▸ **Directive**
Format the entries from the line containing "gas station canopy." through the line containing "63], [39, 62]]]", both included, as a two-column CSV with the header instruction,response. Write one row per entry, with its text and its answer each in a single quoted field and line breaks replaced by spaces.

-*-*-

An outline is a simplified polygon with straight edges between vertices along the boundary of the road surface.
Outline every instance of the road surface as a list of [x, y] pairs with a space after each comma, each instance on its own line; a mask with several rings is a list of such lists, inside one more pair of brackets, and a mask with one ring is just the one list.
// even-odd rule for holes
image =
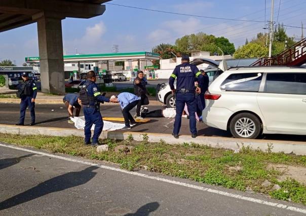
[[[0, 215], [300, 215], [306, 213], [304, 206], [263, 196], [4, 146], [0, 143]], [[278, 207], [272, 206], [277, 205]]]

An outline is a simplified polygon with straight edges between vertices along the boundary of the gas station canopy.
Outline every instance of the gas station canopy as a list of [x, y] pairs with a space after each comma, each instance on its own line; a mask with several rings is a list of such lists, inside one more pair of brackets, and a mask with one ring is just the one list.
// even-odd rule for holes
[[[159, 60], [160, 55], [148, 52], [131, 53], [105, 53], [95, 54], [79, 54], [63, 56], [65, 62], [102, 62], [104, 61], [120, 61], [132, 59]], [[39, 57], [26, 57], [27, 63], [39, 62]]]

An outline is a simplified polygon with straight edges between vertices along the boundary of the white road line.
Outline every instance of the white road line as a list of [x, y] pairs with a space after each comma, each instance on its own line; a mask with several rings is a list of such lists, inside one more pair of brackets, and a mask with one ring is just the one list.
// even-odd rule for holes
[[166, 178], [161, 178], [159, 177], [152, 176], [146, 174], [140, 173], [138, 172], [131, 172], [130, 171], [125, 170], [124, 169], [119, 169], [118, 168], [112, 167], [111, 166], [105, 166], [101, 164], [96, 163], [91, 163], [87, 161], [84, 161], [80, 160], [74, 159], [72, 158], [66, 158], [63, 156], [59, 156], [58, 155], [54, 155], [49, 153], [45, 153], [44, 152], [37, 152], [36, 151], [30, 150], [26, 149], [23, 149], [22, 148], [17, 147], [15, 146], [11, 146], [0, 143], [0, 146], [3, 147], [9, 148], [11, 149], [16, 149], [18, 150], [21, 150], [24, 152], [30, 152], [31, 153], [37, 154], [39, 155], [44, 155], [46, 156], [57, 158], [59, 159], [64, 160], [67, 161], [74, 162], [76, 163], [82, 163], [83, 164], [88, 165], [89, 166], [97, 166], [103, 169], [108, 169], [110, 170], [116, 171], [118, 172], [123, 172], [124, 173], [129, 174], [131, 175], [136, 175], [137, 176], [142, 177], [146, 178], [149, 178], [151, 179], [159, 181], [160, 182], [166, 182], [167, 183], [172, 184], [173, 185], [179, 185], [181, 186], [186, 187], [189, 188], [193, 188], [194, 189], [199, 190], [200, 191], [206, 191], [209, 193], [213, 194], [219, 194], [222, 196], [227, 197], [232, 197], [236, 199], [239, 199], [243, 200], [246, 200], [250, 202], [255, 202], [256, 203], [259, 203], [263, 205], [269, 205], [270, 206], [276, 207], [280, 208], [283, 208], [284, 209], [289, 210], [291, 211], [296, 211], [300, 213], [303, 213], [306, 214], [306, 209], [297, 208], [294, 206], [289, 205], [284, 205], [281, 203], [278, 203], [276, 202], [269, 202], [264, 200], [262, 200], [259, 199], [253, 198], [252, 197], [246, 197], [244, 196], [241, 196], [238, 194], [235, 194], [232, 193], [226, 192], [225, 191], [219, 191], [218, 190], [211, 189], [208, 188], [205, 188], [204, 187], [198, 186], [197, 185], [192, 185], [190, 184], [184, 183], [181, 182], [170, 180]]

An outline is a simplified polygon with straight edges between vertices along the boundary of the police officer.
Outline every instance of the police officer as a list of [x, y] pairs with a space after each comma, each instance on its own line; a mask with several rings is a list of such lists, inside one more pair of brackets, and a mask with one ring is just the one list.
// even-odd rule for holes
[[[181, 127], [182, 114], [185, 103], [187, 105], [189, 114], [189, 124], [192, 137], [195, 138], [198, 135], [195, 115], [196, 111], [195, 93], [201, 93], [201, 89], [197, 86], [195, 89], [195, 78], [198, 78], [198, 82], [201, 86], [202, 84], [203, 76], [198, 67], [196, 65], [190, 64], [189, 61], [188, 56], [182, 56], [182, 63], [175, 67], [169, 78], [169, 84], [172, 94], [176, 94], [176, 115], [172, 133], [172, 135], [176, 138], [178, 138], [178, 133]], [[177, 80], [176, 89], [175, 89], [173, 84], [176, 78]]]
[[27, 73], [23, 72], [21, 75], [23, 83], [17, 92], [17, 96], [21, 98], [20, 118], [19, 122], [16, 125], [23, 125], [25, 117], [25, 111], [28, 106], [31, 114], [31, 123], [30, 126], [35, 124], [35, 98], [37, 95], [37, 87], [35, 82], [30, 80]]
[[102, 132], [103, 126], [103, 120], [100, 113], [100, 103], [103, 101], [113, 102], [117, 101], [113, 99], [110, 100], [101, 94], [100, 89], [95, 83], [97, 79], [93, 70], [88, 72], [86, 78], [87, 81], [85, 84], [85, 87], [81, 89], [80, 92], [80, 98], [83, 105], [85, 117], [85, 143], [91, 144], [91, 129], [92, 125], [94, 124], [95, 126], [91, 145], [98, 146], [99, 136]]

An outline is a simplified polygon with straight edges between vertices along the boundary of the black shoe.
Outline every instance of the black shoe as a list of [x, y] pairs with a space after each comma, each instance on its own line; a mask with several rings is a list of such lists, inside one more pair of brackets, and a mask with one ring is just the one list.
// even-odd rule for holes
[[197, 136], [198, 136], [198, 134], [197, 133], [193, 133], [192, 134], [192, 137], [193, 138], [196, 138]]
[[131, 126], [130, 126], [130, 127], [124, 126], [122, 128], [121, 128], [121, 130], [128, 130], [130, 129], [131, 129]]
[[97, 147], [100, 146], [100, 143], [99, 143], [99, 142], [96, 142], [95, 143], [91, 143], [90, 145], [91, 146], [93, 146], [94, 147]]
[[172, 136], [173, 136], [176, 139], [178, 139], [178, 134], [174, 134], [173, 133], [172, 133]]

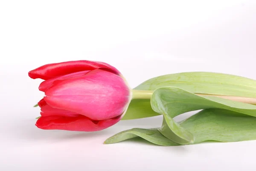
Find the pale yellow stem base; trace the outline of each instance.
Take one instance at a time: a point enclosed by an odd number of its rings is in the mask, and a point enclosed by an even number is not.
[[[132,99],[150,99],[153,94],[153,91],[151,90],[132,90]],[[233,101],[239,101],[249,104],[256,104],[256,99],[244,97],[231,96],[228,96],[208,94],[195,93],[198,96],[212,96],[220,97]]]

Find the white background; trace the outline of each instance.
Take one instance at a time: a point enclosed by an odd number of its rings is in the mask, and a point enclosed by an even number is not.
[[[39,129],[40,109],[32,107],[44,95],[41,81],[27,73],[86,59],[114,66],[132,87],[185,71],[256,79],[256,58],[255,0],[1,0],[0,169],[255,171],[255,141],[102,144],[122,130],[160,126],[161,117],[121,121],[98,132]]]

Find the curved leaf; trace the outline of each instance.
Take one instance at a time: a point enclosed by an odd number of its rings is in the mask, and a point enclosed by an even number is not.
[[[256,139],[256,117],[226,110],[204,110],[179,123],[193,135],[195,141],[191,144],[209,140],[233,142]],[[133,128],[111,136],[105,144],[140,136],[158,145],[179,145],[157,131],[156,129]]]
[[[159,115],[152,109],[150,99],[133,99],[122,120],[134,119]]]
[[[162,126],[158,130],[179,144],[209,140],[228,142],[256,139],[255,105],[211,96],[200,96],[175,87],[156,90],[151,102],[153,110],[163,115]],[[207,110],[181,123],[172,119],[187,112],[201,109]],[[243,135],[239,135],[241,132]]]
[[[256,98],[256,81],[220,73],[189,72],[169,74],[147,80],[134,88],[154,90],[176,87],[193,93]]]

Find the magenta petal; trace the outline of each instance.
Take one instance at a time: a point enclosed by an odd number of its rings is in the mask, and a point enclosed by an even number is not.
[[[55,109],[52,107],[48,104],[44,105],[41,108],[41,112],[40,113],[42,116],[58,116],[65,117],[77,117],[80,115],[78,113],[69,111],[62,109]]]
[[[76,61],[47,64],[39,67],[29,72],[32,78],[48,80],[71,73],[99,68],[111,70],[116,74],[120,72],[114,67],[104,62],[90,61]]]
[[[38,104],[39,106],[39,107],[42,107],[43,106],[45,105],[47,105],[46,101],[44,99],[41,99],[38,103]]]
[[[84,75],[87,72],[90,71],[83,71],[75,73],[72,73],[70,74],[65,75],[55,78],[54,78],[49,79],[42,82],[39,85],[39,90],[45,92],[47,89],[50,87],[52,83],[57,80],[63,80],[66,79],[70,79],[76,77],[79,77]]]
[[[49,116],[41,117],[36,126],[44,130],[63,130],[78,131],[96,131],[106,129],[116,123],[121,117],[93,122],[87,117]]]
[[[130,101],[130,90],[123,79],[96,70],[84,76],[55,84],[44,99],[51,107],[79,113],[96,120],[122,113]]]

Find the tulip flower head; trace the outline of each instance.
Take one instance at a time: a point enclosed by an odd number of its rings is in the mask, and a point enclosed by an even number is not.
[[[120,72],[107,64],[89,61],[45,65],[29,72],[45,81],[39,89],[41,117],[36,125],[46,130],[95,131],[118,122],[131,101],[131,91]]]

-*-*-

▸ **Answer to this exercise**
instruction,response
"An outline is a simplified polygon with straight edges between vertices along the boundary of the gas station canopy. Outline every instance of the gas station canopy as a list of [x, y] pairs with a space after each comma, each instance on its own line; a mask with several rings is a list of such lists, inside one more pair of brackets, and a mask with one ring is just the one list. // even-odd rule for holes","[[[159, 60], [160, 55], [148, 52], [131, 53], [105, 53], [95, 54], [79, 54], [63, 56], [65, 62], [102, 62], [104, 61], [120, 61], [132, 59]], [[39, 57], [26, 57], [27, 63], [39, 62]]]"